Task details =>
In full and without alteration, print the records below, minus any images.

Given entries =>
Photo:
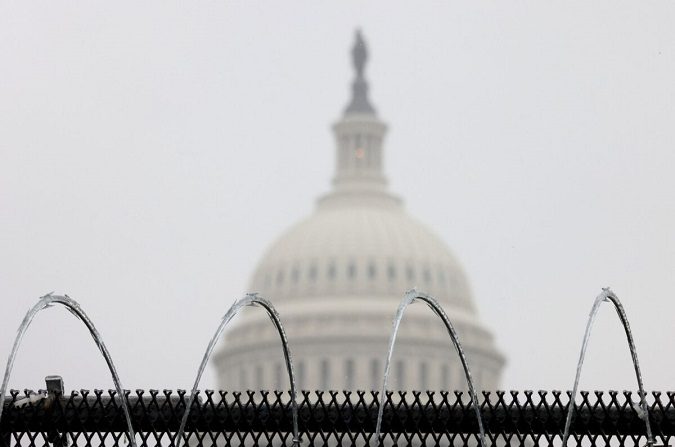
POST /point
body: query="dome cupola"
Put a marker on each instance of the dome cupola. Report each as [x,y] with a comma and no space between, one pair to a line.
[338,276]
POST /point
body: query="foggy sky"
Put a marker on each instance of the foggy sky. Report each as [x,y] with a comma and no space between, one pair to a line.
[149,153]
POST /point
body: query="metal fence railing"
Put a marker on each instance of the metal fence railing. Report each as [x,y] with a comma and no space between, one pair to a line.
[333,418]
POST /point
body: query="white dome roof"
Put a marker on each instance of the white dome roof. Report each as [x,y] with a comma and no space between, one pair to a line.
[350,246]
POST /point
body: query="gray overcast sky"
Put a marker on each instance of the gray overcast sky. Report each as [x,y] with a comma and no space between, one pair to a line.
[149,152]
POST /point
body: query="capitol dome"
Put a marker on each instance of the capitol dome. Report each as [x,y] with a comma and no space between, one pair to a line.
[338,276]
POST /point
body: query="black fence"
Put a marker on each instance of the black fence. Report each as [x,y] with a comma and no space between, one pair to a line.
[219,418]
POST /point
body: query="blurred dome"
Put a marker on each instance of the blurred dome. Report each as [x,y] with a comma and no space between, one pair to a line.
[338,277]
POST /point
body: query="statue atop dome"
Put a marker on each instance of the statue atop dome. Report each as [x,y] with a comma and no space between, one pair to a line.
[359,102]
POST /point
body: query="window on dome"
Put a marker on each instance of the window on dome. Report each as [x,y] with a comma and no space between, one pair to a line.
[391,272]
[372,271]
[424,376]
[410,273]
[349,374]
[277,376]
[441,276]
[300,374]
[325,374]
[445,377]
[259,377]
[400,374]
[242,379]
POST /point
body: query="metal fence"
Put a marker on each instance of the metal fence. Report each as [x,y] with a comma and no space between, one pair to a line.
[222,418]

Problem solution =>
Photo:
POST /point
body: query="dome cupola"
Put a marker on each instance of the dome cupola. Report each as [x,y] with a comma and no space between, one pair to a line.
[338,276]
POST /point
body: query="foggy sky"
Put a marker on each instance of the foggy sky. Report each as [x,y] with a comma and no space between, one pair to a line.
[149,153]
POST /point
body: query="metal fence railing"
Put a marker on each instance of the metal fence railing. Report each as [x,y] with a comma and no space between, one pair to a line.
[333,418]
POST /point
body: query="white dome roof"
Put a marker on each instance of the white dome roof. Report each as [x,y] with a comma and no space between, one pair to a line.
[350,246]
POST /point
body: query="gray overcast sky"
Put a marker on each instance of the gray overcast sky. Report each as [x,y] with a comma and no space between, one pair to a line.
[149,152]
POST /point
body: query="capitol dome"
Put a marker on each instance of the capitol dome. Report each as [x,y] with a comma and no space between, one pair to a line.
[338,276]
POST /point
body: query="black fence"
Put a marker on each instance of the black fence. Report each as [x,y] with a comma and no space between, one pair to a line.
[219,418]
POST /point
body: query="blurred dome"
Put a marker on each instance of the blurred dome. Report each as [x,y] with a comma and no space between, one pair to a line.
[338,277]
POST /point
body: query="statue atop dome"
Put a marker on each instance of the statue atop dome. Report each as [x,y] with a comma and no space between, one pair to a line.
[359,102]
POST /point
body: query="window on dome"
Put a marker on each instance of the window on dome. Report each as [x,y] with a comma and no space between, one pair to a line.
[391,272]
[372,271]
[424,376]
[410,273]
[349,374]
[277,376]
[441,276]
[300,374]
[325,374]
[445,377]
[259,377]
[400,374]
[242,379]
POST /point
body: query="metal fence"
Put a marker on each instance of the metal fence. Report each as [x,y] with a comma and no space between, one pair to a line.
[222,418]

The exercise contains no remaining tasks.